-- BEGIN Document --
## Stream: Mirror: Isabelle Users Mailing List

### Topic: [isabelle] Some lemmas on factorial rings

#### Email Gateway (Jan 13 2021 at 23:21):

Hello,

I have proven a number of lemmas today that, I believe, should be
included in the distribution.

Regards,
Jakub Kądziołka

P.S. My previous suggestion regarding a HOL-Algebra lemma  went without a
response. I'd appreciate someone looking into it.

context factorial_semiring
begin

lemma infinite_unit_divisor_powers:
assumes "y ≠ 0"
assumes "is_unit x"
shows "infinite {n. x^n dvd y}"
proof -
from `is_unit x` have "is_unit (x^n)" for n
using is_unit_power_iff by auto
hence "x^n dvd y" for n
by auto
hence "{n. x^n dvd y} = UNIV"
by auto
thus ?thesis
by auto
qed

corollary is_unit_iff_infinite_divisor_powers:
assumes "y ≠ 0"
shows "is_unit x ⟷ infinite {n. x^n dvd y}"
using infinite_unit_divisor_powers finite_divisor_powers assms by auto

lemma multiplicity_zero_left [simp]: "multiplicity 0 x = 0"
apply (cases "x = 0")
by (auto intro: not_dvd_imp_multiplicity_0)

lemma multiplicity_dvd_iff_dvd:
assumes "x ≠ 0"
shows "p^k dvd x ⟷ p^k dvd p^multiplicity p x"
proof (cases "is_unit p")
case True
then have "is_unit (p^k)"
using is_unit_power_iff by simp
hence "p^k dvd x"
by auto
moreover from `is_unit p` have "p^k dvd p^multiplicity p x"
using multiplicity_unit_left is_unit_power_iff by simp
ultimately show ?thesis by simp
next
case False
show ?thesis
proof (cases "p = 0")
case True
then have "p^multiplicity p x = 1"
by simp
moreover have "p^k dvd x ⟹ k = 0"
proof (rule ccontr)
assume "p^k dvd x" and "k ≠ 0"
with `p = 0` have "p^k = 0" by auto
with `p^k dvd x` have "0 dvd x" by auto
hence "x = 0" by auto
with `x ≠ 0` show False by auto
qed
ultimately show ?thesis
by (auto simp add: is_unit_power_iff `¬ is_unit p`)
next
case False
with `x ≠ 0` `¬ is_unit p` show ?thesis
by (simp add: power_dvd_iff_le_multiplicity dvd_power_iff multiplicity_same_power)
-- END Document --
● Tasks and exercises
(a) Answer these questions about the mailing list post on factorial rings:
(i) Who signed the message?
(ii) In which context are the lemmas stated?
(iii) Which lemma carries the [simp] attribute?
(b) Copy out the mailing list post on factorial rings word for word, starting at "using infinite_unit_divisor_powers finite_divisor_powers" and ending at "(auto intro: not_dvd_imp_multiplicity_0)".
(c) Write the next part of the mailing list post on factorial rings, picking up after its last line.
-- BEGIN Given records --
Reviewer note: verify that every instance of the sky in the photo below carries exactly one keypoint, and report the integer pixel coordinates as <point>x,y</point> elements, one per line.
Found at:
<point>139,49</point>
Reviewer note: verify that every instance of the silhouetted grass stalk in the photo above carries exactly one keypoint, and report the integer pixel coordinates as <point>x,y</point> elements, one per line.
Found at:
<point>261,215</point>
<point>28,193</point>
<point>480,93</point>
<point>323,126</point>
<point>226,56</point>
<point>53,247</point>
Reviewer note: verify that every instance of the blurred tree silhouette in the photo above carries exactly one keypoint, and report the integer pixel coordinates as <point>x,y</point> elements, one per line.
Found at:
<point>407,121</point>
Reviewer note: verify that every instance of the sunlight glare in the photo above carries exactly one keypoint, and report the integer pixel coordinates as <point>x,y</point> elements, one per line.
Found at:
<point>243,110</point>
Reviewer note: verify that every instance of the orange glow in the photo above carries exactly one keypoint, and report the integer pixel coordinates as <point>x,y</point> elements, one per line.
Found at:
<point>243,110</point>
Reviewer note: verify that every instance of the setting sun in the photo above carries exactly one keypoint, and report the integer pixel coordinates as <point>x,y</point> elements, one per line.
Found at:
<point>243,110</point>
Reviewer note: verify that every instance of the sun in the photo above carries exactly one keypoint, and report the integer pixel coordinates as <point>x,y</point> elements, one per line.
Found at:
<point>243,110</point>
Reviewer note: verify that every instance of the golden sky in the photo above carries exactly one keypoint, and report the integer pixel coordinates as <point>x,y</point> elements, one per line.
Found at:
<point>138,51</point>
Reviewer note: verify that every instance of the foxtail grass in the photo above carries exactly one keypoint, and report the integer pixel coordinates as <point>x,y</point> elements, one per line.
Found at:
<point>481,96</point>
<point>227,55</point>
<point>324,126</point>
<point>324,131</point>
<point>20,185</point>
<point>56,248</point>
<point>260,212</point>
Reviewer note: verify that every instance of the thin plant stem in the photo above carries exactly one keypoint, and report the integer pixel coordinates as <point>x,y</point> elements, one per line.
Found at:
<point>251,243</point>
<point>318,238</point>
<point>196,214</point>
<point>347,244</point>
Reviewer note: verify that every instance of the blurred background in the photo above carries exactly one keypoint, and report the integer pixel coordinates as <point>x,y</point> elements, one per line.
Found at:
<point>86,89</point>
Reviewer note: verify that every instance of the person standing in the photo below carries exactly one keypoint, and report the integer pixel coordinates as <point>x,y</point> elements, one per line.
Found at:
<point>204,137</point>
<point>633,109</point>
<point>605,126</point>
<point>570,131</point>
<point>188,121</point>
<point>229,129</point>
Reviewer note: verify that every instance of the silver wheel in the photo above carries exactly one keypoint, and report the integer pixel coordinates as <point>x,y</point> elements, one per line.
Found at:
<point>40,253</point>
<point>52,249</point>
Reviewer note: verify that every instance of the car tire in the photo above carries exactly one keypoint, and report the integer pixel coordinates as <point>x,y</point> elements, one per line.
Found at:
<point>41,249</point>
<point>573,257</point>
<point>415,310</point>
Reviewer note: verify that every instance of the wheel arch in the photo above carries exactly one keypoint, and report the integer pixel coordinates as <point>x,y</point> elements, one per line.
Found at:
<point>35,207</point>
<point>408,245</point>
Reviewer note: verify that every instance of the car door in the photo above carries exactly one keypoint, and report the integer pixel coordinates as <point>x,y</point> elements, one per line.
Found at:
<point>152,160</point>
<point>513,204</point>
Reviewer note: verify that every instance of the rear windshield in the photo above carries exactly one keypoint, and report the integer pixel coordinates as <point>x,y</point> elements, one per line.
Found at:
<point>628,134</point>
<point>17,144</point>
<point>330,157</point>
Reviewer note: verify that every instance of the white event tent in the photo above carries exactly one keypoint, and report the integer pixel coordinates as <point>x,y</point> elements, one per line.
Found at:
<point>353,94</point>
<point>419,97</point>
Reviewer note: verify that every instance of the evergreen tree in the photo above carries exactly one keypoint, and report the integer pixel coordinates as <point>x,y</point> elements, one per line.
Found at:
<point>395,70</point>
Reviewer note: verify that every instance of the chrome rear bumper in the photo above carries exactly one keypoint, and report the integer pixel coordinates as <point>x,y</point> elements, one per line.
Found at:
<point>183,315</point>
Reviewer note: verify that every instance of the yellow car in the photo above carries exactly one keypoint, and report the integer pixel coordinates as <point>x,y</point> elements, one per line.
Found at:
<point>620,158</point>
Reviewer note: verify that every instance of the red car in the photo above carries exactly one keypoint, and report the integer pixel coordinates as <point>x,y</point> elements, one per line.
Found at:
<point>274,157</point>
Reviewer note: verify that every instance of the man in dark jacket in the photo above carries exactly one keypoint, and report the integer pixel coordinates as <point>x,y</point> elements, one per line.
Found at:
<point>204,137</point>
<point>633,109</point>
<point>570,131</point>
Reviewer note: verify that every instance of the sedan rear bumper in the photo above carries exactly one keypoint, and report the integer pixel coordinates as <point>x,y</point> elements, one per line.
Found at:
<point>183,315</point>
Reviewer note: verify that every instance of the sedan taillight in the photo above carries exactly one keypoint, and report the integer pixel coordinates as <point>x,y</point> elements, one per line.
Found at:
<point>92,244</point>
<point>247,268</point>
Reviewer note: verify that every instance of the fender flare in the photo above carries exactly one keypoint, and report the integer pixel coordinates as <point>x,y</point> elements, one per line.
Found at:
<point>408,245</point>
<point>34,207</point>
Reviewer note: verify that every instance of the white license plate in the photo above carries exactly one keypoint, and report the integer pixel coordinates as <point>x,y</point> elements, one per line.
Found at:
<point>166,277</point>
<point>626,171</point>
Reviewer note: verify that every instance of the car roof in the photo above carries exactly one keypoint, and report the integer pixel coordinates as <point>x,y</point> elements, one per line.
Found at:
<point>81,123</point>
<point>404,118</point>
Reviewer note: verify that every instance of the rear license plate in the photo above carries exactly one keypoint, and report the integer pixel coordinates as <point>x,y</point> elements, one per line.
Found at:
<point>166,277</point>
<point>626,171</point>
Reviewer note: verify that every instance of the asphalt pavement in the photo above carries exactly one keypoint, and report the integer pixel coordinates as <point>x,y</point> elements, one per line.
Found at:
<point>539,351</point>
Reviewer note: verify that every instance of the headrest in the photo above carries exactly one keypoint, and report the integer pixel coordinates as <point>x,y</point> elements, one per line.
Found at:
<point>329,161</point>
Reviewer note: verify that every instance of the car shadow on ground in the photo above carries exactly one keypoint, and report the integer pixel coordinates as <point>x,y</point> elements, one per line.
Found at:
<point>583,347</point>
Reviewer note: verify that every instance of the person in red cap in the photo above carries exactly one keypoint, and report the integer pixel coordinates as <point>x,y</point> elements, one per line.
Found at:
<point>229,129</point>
-- END Given records --
-- BEGIN Given records --
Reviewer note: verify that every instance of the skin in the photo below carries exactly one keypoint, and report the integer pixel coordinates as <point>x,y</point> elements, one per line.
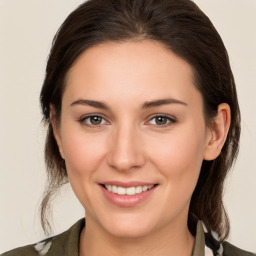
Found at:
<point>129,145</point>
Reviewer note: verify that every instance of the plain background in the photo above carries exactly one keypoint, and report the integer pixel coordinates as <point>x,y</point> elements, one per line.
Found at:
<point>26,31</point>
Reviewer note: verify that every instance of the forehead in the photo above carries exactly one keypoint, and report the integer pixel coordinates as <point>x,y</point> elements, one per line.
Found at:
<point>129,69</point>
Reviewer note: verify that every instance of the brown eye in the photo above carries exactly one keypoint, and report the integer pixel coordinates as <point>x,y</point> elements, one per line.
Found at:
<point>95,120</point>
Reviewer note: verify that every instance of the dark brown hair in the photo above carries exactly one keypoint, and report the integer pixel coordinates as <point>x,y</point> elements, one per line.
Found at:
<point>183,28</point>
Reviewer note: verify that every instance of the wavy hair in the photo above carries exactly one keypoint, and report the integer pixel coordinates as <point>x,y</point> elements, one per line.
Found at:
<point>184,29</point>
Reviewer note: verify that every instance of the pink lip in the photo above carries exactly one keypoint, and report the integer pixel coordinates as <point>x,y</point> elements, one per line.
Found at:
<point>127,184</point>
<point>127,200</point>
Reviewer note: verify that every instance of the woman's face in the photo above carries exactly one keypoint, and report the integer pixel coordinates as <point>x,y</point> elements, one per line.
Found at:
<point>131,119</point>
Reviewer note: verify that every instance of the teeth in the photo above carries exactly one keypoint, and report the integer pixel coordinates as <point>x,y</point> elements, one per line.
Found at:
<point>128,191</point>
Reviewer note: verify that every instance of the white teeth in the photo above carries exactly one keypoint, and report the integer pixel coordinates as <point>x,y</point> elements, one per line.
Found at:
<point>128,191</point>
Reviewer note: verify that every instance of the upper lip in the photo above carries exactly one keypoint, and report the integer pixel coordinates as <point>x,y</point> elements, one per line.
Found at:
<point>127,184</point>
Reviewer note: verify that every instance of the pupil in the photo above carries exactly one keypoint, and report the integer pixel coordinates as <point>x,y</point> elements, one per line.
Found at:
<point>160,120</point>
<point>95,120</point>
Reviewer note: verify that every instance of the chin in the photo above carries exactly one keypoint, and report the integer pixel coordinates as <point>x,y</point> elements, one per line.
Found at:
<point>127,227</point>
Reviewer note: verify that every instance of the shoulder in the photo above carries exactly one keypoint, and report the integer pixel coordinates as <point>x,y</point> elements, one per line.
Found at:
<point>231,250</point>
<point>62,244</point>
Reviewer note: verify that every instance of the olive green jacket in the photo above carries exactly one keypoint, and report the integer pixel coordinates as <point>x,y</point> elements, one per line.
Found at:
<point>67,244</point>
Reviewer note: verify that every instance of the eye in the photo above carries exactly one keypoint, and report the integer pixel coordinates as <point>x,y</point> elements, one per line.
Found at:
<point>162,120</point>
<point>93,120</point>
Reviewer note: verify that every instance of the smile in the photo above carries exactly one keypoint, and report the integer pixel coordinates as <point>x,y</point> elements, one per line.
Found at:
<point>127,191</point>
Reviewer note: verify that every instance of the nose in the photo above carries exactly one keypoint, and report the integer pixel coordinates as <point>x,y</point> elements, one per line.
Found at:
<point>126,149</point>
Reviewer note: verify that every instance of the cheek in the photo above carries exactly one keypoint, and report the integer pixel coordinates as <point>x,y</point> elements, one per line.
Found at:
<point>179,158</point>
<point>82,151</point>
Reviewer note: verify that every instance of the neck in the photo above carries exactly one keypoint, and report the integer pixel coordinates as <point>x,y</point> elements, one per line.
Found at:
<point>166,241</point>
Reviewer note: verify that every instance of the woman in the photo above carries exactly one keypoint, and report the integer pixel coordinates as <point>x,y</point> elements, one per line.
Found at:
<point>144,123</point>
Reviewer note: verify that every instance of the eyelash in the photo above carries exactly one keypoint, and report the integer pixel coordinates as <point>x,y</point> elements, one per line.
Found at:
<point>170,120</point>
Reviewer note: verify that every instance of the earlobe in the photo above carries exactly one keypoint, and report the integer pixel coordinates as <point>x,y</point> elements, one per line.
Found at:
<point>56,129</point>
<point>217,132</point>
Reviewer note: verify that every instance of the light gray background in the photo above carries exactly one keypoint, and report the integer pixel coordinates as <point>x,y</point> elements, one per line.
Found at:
-- END Given records --
● Written answers
(a)
(i) Jakub Kądziołka
(ii) factorial_semiring
(iii) multiplicity_zero_left

(b)
using infinite_unit_divisor_powers finite_divisor_powers assms by auto

lemma multiplicity_zero_left [simp]: "multiplicity 0 x = 0"
apply (cases "x = 0")
by (auto intro: not_dvd_imp_multiplicity_0)

(c)
qed
qed

lemma multiplicity_decomposeI:
assumes "x = p^k * x'" and "¬ p dvd x'" and "p ≠ 0"
shows "multiplicity p x = k"
proof (rule multiplicity_eqI)
from assms show "p^k dvd x" by auto
from assms have "x = x' * p^k" by (simp add: ac_simps)
with `¬ p dvd x'` and `p ≠ 0` show "¬ p^Suc k dvd x"
by simp
qed

lemma multiplicity_sum_lt:
assumes "multiplicity p a < multiplicity p b" "a ≠ 0" "b ≠ 0"
shows "multiplicity p (a + b) = multiplicity p a"
proof -
let ?vp = "multiplicity p"
have unit: "¬ is_unit p"
proof
assume "is_unit p"
then have "?vp a = 0" and "?vp b = 0" using multiplicity_unit_left by auto
with assms show False by auto
qed

from multiplicity_decompose' obtain a' where a': "a = p^?vp a * a'" "¬ p dvd a'"
using unit assms by metis
from multiplicity_decompose' obtain b' where b': "b = p^?vp b * b'"
using unit assms by metis

show "?vp (a + b) = ?vp a"
― ‹Use the rule here, after we obtained @{term a'} and @{term b'}, to avoid the
"Result contains obtained parameters" error›
proof (rule multiplicity_decomposeI)
let ?k = "?vp b - ?vp a"
from assms have k: "?k > 0" by simp
with b' have "b = p^?vp a * p^?k * b'"
with a' show *: "a + b = p^?vp a * (a' + p^?k * b')"

moreover show "¬ p dvd a' + p^?k * b'"
using a' k dvd_add_left_iff by auto

show "p ≠ 0" using assms by auto
qed
qed

corollary multiplicity_sum_min:
assumes "multiplicity p a ≠ multiplicity p b" "a ≠ 0" "b ≠ 0"
shows "multiplicity p (a + b) = min (multiplicity p a) (multiplicity p b)"
proof -
let ?vp = "multiplicity p"
from assms have "?vp a < ?vp b ∨ ?vp a > ?vp b"
by auto
then show ?thesis
by (metis assms multiplicity_sum_lt min.commute add_commute min.strict_order_iff)
qed

end

#### Email Gateway (Jan 14 2021 at 15:28):

From: Florian Haftmann <florian.haftmann@informatik.tu-muenchen.de>
Hi Jakub,

thanks for contributing this.

I will put it into the distribution after the upcoming Isabelle2021 release.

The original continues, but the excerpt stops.